_EXERCISE INSTRUCTIONS_
Begin at the line with "[locate] the tail" and write out every line after it, exactly, through the last line below, adding nothing.

◇ ◇ ◇ ◇ ◇

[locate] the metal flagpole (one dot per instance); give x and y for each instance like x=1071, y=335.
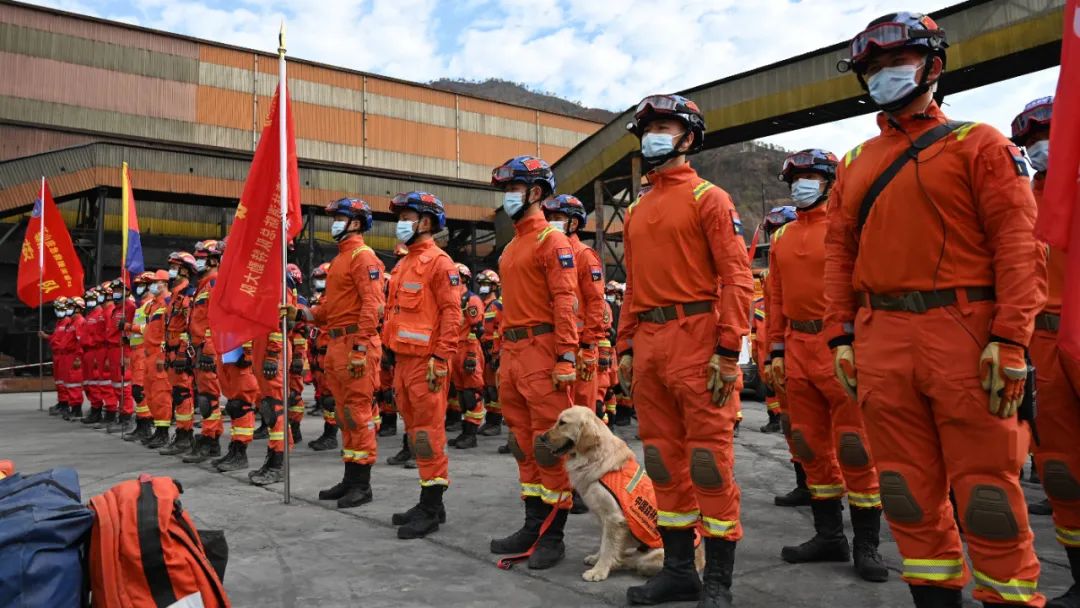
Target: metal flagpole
x=283, y=186
x=41, y=305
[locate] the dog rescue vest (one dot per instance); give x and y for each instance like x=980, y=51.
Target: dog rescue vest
x=633, y=489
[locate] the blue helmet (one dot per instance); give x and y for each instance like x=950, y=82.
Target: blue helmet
x=353, y=208
x=421, y=203
x=525, y=170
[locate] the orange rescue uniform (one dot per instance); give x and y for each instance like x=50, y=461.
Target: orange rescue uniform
x=957, y=221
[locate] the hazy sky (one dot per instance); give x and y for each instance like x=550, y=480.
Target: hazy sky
x=603, y=53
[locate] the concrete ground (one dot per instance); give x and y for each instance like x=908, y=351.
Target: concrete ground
x=310, y=554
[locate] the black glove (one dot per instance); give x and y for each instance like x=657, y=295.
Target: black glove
x=269, y=368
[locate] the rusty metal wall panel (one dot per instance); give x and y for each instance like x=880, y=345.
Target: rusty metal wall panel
x=95, y=88
x=73, y=50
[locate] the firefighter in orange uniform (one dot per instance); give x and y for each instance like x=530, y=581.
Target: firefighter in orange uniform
x=158, y=388
x=538, y=355
x=487, y=287
x=208, y=443
x=679, y=336
x=826, y=426
x=1057, y=454
x=932, y=295
x=350, y=312
x=421, y=330
x=467, y=368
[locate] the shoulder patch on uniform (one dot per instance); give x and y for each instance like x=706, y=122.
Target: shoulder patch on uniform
x=1018, y=160
x=565, y=256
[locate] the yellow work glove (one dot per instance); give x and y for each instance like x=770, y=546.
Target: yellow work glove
x=1003, y=369
x=626, y=373
x=436, y=373
x=844, y=364
x=723, y=375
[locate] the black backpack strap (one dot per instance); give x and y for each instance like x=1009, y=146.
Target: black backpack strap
x=149, y=545
x=922, y=143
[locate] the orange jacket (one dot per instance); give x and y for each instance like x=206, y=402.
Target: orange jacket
x=423, y=314
x=966, y=221
x=591, y=320
x=539, y=284
x=1055, y=258
x=797, y=273
x=684, y=244
x=353, y=289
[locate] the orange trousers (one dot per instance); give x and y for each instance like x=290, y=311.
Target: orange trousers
x=826, y=426
x=424, y=414
x=530, y=405
x=688, y=438
x=928, y=421
x=241, y=392
x=354, y=399
x=1057, y=456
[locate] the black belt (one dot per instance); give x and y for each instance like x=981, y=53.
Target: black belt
x=921, y=301
x=515, y=334
x=339, y=332
x=663, y=314
x=1048, y=322
x=813, y=326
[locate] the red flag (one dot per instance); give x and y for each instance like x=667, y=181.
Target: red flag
x=246, y=297
x=1058, y=223
x=51, y=260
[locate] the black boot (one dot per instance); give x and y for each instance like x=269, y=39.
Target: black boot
x=678, y=580
x=234, y=460
x=389, y=427
x=536, y=511
x=866, y=524
x=180, y=443
x=429, y=514
x=927, y=596
x=468, y=436
x=799, y=496
x=327, y=440
x=94, y=418
x=1071, y=597
x=358, y=480
x=271, y=472
x=828, y=542
x=493, y=424
x=159, y=438
x=404, y=455
x=206, y=448
x=716, y=579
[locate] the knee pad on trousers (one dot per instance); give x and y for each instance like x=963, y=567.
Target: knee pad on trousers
x=1058, y=481
x=204, y=404
x=898, y=500
x=421, y=445
x=851, y=453
x=515, y=449
x=989, y=515
x=237, y=408
x=703, y=471
x=655, y=465
x=802, y=450
x=543, y=455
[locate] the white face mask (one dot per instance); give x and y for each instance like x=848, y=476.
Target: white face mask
x=891, y=83
x=1039, y=154
x=805, y=192
x=405, y=230
x=513, y=202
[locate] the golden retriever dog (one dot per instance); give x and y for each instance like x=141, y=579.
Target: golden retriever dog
x=596, y=457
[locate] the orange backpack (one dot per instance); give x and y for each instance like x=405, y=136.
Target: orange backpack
x=146, y=553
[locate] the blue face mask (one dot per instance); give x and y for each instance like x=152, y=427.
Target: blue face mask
x=891, y=83
x=513, y=203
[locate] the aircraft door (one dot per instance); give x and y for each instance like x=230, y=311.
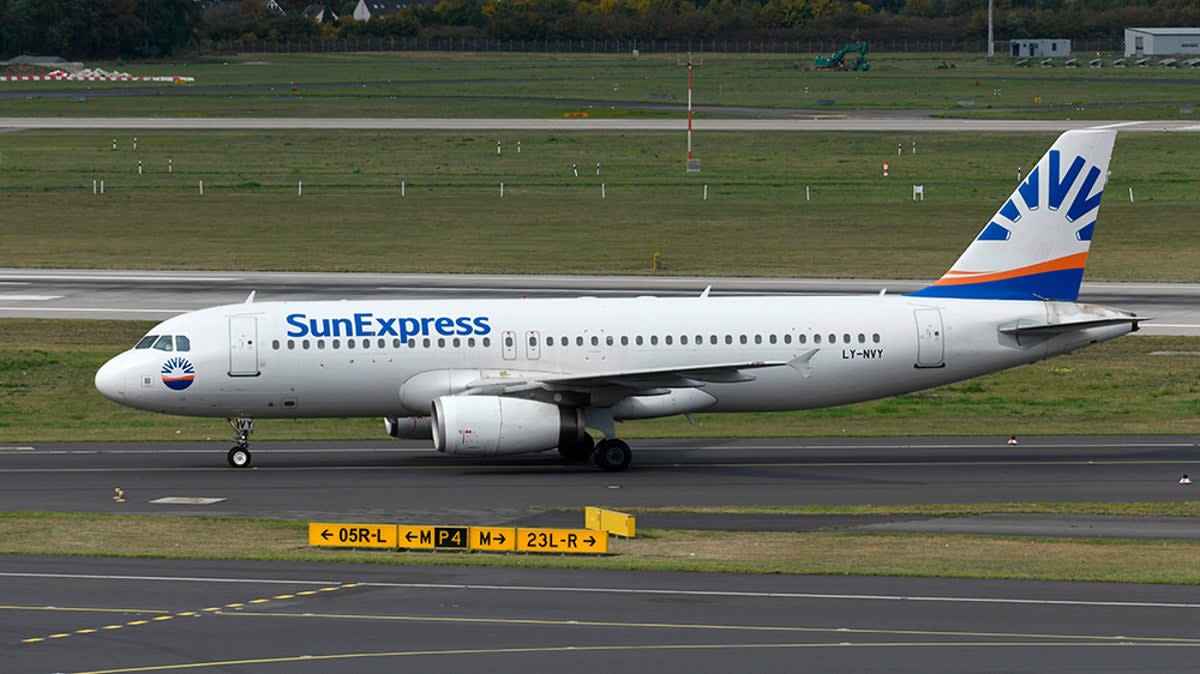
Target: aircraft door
x=533, y=344
x=509, y=344
x=244, y=345
x=930, y=339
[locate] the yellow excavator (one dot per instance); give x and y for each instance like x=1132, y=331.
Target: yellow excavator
x=838, y=59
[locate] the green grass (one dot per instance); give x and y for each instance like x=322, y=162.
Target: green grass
x=504, y=84
x=739, y=552
x=47, y=395
x=756, y=221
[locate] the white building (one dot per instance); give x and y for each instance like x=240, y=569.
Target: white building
x=1162, y=41
x=367, y=10
x=1039, y=48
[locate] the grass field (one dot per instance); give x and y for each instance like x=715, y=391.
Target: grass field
x=507, y=84
x=756, y=220
x=738, y=552
x=47, y=395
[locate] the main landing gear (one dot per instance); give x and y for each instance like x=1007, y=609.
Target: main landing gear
x=239, y=456
x=612, y=455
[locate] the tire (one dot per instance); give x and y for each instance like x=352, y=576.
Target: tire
x=612, y=455
x=238, y=457
x=579, y=451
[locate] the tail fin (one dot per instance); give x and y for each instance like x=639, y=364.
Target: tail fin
x=1036, y=246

◇ ◇ ◇ ◇ ◇

_SOLVED PROBLEM_
[locate] the tail fin (one dot per instance); give x and y for each instance like x=639, y=364.
Target: tail fin
x=1036, y=246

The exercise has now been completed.